▶ Task requirements: Gather up every line from the entries below that uses the word "prompts".

====== Exercise materials

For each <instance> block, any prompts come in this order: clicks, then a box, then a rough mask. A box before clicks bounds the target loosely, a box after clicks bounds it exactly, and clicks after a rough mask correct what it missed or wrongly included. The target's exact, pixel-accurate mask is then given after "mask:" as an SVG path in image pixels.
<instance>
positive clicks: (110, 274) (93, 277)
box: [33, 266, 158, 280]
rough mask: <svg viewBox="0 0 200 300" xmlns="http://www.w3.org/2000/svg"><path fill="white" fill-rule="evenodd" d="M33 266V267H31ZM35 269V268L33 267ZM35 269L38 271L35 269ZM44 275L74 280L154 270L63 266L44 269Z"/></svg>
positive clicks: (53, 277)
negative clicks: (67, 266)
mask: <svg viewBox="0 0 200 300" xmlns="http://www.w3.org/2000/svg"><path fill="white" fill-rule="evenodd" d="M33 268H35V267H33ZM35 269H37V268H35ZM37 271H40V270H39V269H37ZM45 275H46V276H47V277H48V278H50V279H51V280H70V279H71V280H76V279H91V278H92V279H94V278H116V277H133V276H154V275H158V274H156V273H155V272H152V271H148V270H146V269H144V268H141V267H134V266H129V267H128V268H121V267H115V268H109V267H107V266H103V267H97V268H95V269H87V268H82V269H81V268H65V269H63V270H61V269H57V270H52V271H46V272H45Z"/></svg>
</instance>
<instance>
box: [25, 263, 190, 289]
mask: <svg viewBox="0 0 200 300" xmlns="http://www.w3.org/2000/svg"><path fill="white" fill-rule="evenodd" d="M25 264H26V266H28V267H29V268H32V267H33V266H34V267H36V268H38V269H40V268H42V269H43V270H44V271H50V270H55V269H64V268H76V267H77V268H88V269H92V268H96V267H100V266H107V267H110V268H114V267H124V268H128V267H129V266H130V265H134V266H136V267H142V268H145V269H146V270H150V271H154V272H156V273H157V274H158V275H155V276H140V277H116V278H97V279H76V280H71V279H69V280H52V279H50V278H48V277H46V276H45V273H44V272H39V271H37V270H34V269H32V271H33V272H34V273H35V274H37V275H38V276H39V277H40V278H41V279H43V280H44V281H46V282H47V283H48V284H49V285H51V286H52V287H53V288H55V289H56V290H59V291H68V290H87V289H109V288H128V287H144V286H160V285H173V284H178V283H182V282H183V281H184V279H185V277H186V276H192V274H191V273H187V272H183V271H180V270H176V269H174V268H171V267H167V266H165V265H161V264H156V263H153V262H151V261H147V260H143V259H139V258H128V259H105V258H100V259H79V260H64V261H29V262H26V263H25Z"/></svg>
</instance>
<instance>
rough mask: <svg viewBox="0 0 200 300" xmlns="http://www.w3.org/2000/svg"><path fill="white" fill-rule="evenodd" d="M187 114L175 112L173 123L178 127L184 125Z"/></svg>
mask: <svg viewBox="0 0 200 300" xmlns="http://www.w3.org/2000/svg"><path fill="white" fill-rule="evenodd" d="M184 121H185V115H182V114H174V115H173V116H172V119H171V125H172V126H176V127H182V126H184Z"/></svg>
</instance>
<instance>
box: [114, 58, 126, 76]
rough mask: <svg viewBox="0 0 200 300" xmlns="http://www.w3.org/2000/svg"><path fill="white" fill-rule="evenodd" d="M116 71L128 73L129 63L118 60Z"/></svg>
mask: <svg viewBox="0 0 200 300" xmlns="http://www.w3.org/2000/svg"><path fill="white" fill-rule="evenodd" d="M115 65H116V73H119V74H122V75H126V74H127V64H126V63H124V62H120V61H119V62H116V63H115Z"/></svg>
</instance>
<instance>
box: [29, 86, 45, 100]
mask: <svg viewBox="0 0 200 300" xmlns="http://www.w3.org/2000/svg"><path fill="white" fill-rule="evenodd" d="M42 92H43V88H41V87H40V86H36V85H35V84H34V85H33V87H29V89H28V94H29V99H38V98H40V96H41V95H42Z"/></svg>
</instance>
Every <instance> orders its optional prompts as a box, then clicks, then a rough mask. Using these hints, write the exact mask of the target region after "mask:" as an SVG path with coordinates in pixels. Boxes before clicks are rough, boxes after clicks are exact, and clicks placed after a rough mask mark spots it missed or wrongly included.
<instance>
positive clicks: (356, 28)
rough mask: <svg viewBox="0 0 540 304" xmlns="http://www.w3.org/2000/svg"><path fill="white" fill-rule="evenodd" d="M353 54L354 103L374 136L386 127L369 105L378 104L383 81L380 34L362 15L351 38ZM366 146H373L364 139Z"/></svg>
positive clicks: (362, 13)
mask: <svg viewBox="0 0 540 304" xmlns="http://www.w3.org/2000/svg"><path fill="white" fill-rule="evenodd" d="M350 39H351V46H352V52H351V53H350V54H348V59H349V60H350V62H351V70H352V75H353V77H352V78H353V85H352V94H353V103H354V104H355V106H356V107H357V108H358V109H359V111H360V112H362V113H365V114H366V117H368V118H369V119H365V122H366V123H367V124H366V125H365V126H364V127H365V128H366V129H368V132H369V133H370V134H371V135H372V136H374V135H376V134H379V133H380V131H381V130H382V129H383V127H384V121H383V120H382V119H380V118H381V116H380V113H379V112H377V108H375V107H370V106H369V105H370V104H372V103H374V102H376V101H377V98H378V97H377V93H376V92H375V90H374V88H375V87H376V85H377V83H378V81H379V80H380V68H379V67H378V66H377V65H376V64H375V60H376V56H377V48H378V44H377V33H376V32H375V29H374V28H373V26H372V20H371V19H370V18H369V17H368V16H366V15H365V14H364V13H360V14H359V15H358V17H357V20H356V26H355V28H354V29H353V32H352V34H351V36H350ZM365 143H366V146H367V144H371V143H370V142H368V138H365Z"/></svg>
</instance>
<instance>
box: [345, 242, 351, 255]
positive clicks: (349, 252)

============

▶ Completed exercise:
For each <instance> block, any prompts come in this order: clicks, then a box, then a rough mask. A box before clicks bounds the target loosely, a box after clicks bounds it exactly, and clicks after a rough mask correct what it missed or wrongly included. The target's exact, pixel-accurate mask is then given after "mask:" as an SVG path in image pixels.
Every <instance> orders its optional prompts as a box, then clicks, then a rough mask. Using these hints, write the exact mask of the target region after "mask:" as an SVG path with coordinates in pixels. Boxes before clicks are rough, boxes after clicks are exact, and clicks placed after a rough mask mark spots it missed or wrongly included.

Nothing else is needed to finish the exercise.